Exercise instructions.
1. Reproduce word for word the section of the passage on estimating change management maturity starting with "Maturity estimation is" and going on through "enablement, and reinforcement).".
2. Carry the passage on assessing change management maturity further, beginning right after its final sentence.

Reading text.
/---

A change practitioner typically estimates maturity to understand receptiveness to formal change management, to calibrate the level of rigour needed, and to identify capability-building priorities.

Assessment approach

Maturity estimation is usually performed as a triangulated assessment rather than a single self-rating. Common data sources include:

  • Structured interviews with executives, sponsors, project/program leaders, HR, Communications, and frontline managers, focused on decision rights, sponsorship behaviours, and past change outcomes.

  • Surveys to capture perceptions at scale (e.g., consistency of change impacts analysis, communication effectiveness, manager enablement, and reinforcement).

  • Artefact and process review, such as business cases, stakeholder maps, training plans, communications calendars, readiness assessments, benefit realisation plans, and lessons learned repositories.

  • Outcome and operational metrics, including adoption/usage measures, productivity dips, employee experience indicators, change saturation and rework rates, and benefit realisation performance.

Evidence is then mapped to a reference model (or more than one) to produce an overall maturity rating and a profile by capability area. Practitioners often accompany the rating with a short narrative explaining supporting evidence, observed strengths and constraints, and a practical roadmap (e.g., 90–180 days) for moving to the next maturity level.

\---

Given information.
/---

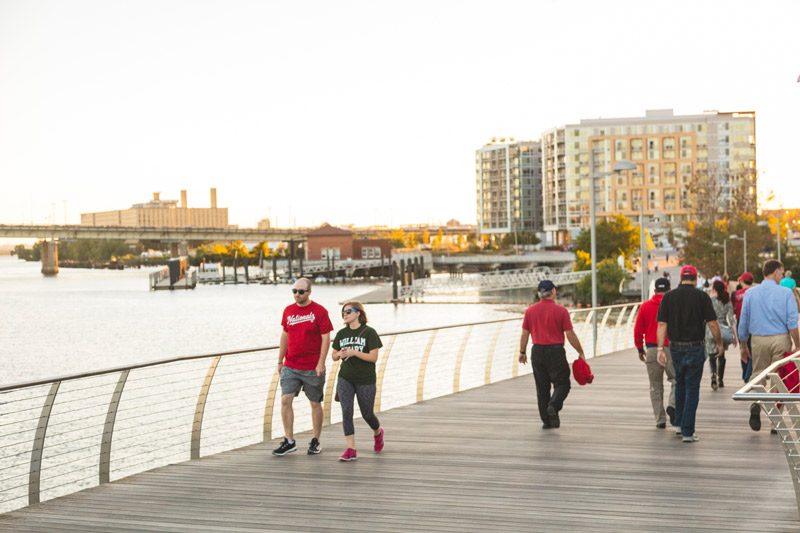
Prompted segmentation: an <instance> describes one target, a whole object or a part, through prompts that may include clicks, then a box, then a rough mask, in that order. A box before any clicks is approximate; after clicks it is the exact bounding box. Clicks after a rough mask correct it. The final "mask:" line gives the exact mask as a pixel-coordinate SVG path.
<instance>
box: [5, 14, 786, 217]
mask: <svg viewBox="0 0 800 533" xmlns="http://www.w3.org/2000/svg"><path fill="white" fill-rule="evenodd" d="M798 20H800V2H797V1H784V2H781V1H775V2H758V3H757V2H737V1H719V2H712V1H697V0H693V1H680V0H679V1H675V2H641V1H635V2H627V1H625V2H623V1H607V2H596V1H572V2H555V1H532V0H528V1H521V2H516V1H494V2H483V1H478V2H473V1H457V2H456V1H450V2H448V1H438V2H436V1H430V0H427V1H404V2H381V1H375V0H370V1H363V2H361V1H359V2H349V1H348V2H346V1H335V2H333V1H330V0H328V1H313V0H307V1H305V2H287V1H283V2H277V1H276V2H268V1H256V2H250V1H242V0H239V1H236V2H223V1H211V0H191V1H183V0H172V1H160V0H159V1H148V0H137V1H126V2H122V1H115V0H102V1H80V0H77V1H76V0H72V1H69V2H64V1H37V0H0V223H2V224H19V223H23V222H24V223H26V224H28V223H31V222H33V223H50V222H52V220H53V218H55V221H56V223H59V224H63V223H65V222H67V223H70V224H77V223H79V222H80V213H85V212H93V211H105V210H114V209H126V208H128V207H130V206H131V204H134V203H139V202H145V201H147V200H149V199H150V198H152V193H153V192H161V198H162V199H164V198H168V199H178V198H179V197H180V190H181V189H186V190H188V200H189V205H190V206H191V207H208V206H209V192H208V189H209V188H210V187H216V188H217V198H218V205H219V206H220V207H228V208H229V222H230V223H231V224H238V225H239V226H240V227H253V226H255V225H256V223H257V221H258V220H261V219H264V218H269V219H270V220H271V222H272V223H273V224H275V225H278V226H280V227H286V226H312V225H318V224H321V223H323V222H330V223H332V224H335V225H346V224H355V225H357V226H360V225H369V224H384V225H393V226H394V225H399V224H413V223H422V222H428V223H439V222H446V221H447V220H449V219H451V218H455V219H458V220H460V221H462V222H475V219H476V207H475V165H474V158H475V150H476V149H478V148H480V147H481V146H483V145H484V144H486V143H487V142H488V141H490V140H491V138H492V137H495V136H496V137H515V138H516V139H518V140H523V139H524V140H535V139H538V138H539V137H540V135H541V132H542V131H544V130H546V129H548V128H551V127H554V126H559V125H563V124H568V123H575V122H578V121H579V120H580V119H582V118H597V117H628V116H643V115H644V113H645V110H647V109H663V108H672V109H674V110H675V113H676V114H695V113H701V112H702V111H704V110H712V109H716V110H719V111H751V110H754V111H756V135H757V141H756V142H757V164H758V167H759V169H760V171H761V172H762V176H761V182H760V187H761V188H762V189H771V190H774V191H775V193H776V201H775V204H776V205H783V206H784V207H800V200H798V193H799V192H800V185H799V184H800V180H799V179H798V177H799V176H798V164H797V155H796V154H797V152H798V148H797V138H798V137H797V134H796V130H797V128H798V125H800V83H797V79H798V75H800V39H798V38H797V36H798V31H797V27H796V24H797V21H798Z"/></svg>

\---
/---

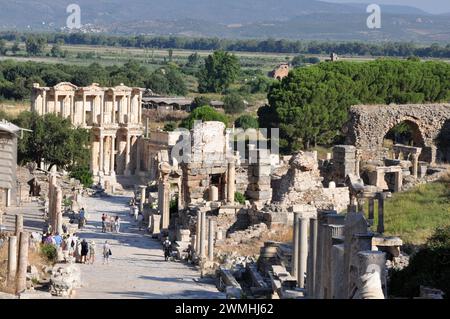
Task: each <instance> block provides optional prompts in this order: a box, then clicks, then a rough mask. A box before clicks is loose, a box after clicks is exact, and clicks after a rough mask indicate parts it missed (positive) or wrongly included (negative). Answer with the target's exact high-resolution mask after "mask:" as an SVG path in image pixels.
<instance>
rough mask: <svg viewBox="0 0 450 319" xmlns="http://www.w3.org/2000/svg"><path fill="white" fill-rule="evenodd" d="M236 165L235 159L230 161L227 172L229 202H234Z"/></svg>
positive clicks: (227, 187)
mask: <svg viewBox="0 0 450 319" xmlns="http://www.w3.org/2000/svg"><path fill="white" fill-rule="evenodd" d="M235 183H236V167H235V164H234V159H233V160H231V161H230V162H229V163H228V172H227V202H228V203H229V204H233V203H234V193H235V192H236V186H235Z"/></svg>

\---

Written responses.
1.
Maturity estimation is usually performed as a triangulated assessment rather than a single self-rating. Common data sources include:

  • Structured interviews with executives, sponsors, project/program leaders, HR, Communications, and frontline managers, focused on decision rights, sponsorship behaviours, and past change outcomes.

  • Surveys to capture perceptions at scale (e.g., consistency of change impacts analysis, communication effectiveness, manager enablement, and reinforcement).

2.
Commonly referenced models and standards

Prosci Change Management Maturity Model – a five-level model ranging from “absent/ad hoc” to “organisational competency”, used to benchmark how consistently change management is applied across projects. Prosci overview

Changefirst Enterprise Change Management Maturity Model – an enterprise capability model that links maturity to governance, sponsorship, and organisational capacity to absorb change (often presented as four levels). Changefirst ECM paper (PDF)

ACMP Standard for Change Management – a professional standard describing generally accepted practices and process groups; it can be used as an assessment checklist to evaluate whether key practices are present, defined, and repeatable. ACMP Standard page

In addition, practitioners sometimes use generic process maturity references (e.g., staged maturity concepts such as levels 1–5) as an organising metaphor when communicating maturity to executives. CMMI maturity levels

Where to seek additional support

Support for maturity assessment and capability building is commonly sought from:

  • Professional bodies and communities of practice, such as the Association of Change Management Professionals (ACMP)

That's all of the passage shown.